▶ Stated problem
Reproduce every line of the entries from the line containing "If you could point at the tree shadow" through the end of the entries, and multiply each coordinate in the answers by 1.75, rounding to whole numbers with halves rounded up. Give only those lines.

▶ Input rows
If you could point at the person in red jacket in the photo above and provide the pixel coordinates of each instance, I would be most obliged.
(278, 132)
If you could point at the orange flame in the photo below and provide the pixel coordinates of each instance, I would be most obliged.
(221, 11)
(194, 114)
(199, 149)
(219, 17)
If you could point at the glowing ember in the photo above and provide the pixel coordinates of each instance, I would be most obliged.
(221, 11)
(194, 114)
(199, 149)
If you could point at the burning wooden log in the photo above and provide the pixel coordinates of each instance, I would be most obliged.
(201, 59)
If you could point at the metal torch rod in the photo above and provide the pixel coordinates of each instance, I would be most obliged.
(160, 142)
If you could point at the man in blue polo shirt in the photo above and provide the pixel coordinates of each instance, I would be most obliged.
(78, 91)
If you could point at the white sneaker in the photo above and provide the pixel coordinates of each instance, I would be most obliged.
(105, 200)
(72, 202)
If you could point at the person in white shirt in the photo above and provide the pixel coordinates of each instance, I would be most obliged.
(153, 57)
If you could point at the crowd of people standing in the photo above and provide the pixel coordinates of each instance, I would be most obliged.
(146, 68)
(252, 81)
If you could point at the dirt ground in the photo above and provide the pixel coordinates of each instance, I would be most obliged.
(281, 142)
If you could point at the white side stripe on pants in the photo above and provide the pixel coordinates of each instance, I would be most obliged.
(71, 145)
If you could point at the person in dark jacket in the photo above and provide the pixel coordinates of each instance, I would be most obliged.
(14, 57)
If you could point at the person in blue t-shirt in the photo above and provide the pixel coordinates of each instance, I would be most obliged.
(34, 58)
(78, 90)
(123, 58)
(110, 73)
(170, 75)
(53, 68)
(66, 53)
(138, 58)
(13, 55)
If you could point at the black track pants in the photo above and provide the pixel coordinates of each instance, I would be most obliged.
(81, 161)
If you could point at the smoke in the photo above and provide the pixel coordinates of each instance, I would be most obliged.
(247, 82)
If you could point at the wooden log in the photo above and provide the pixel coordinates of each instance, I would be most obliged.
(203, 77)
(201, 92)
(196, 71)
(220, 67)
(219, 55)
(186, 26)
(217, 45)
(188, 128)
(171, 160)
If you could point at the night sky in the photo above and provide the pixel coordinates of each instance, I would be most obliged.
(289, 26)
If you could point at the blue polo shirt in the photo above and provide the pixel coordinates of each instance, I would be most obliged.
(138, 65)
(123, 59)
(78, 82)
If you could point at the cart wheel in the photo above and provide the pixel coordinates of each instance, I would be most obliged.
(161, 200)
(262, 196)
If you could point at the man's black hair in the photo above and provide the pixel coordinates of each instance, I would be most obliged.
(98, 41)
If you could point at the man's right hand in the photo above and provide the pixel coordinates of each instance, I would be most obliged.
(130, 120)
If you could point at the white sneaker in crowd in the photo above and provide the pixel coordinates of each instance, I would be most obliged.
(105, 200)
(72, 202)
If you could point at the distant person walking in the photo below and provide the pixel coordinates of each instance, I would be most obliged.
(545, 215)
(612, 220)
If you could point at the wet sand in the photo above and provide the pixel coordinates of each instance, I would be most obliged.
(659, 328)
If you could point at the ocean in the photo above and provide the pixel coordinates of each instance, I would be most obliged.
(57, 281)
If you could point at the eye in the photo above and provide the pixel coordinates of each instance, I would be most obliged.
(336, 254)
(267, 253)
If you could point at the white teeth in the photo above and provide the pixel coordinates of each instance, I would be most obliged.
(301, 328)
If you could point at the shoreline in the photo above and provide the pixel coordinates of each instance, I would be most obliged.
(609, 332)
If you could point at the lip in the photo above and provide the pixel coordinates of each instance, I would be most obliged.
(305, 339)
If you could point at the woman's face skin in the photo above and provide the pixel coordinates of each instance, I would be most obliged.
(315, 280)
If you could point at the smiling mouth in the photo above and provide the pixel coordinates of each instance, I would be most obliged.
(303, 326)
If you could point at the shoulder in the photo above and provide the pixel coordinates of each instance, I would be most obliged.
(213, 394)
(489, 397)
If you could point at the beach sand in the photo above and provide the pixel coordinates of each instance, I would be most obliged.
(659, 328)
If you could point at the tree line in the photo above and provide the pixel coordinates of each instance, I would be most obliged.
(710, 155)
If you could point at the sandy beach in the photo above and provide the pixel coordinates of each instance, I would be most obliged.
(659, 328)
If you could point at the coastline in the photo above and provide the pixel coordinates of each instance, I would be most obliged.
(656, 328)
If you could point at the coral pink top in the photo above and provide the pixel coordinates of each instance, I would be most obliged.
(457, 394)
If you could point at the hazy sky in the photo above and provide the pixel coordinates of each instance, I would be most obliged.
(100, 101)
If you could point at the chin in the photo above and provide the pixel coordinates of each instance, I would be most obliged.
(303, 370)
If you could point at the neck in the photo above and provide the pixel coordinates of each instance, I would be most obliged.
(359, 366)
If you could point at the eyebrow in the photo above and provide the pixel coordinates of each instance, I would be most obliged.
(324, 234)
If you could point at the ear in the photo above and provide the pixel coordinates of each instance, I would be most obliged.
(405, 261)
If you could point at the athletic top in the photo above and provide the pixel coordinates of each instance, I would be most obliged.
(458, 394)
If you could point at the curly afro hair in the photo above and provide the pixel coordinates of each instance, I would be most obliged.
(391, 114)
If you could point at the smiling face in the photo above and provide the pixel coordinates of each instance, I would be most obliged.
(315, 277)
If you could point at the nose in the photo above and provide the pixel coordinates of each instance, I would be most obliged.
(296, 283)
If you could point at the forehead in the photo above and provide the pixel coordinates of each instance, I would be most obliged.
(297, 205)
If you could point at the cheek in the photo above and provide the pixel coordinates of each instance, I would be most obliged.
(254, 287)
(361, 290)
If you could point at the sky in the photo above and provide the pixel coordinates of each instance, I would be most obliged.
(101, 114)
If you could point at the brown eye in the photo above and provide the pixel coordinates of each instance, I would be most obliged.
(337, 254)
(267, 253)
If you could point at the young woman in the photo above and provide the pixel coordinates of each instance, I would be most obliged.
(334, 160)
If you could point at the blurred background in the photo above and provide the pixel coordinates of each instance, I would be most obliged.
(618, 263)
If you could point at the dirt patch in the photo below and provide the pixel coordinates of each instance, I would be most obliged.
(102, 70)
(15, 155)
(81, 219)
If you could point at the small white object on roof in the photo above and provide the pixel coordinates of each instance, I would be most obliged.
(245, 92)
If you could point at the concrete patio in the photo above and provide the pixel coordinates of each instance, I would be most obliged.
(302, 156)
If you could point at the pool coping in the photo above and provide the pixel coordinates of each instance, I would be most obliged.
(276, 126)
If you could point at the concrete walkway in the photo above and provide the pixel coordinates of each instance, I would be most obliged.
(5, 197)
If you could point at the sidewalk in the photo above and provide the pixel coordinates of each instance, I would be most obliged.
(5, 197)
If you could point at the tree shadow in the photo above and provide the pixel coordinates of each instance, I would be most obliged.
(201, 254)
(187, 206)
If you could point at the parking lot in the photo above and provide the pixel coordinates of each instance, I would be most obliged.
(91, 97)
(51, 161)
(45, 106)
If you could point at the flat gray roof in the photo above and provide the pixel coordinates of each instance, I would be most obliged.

▶ Task response
If you could point at the tree shadow in the photo above and provide the pixel coordinates of each instance, I would be most obliged.
(352, 445)
(327, 361)
If you could point at the parking lot in the photo above and provide the pixel coordinates of each instance, I would be most obliged.
(159, 170)
(89, 282)
(79, 186)
If you could point at the flat gray roof in the photo above and provide the pixel coordinates of each instance, I would be most obliged.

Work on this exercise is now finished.